╭─ Data lines

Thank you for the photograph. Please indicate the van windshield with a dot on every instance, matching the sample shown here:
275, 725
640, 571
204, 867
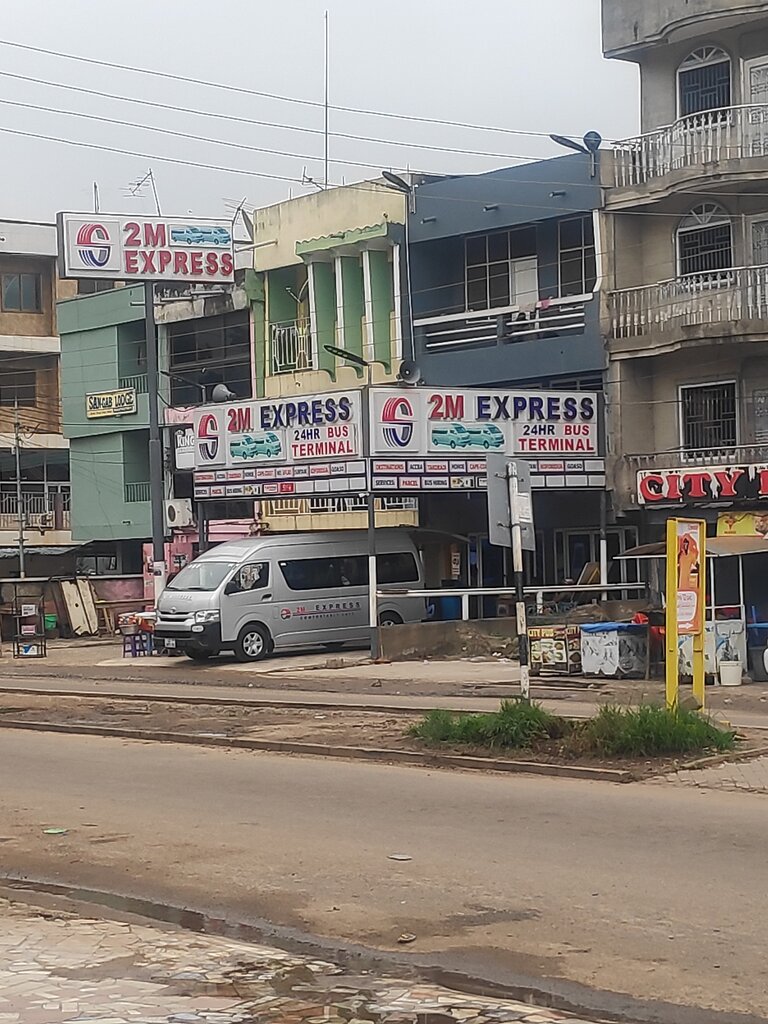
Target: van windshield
201, 576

╰─

**Work to be completed**: Copy out every line of text in the data above word for word, leaving out the pictures.

**Written response**:
Thank you for the photograph. Please indicate the van windshield with a dot on every instance, matching the sample shown here:
275, 725
640, 571
204, 867
Target: van windshield
201, 576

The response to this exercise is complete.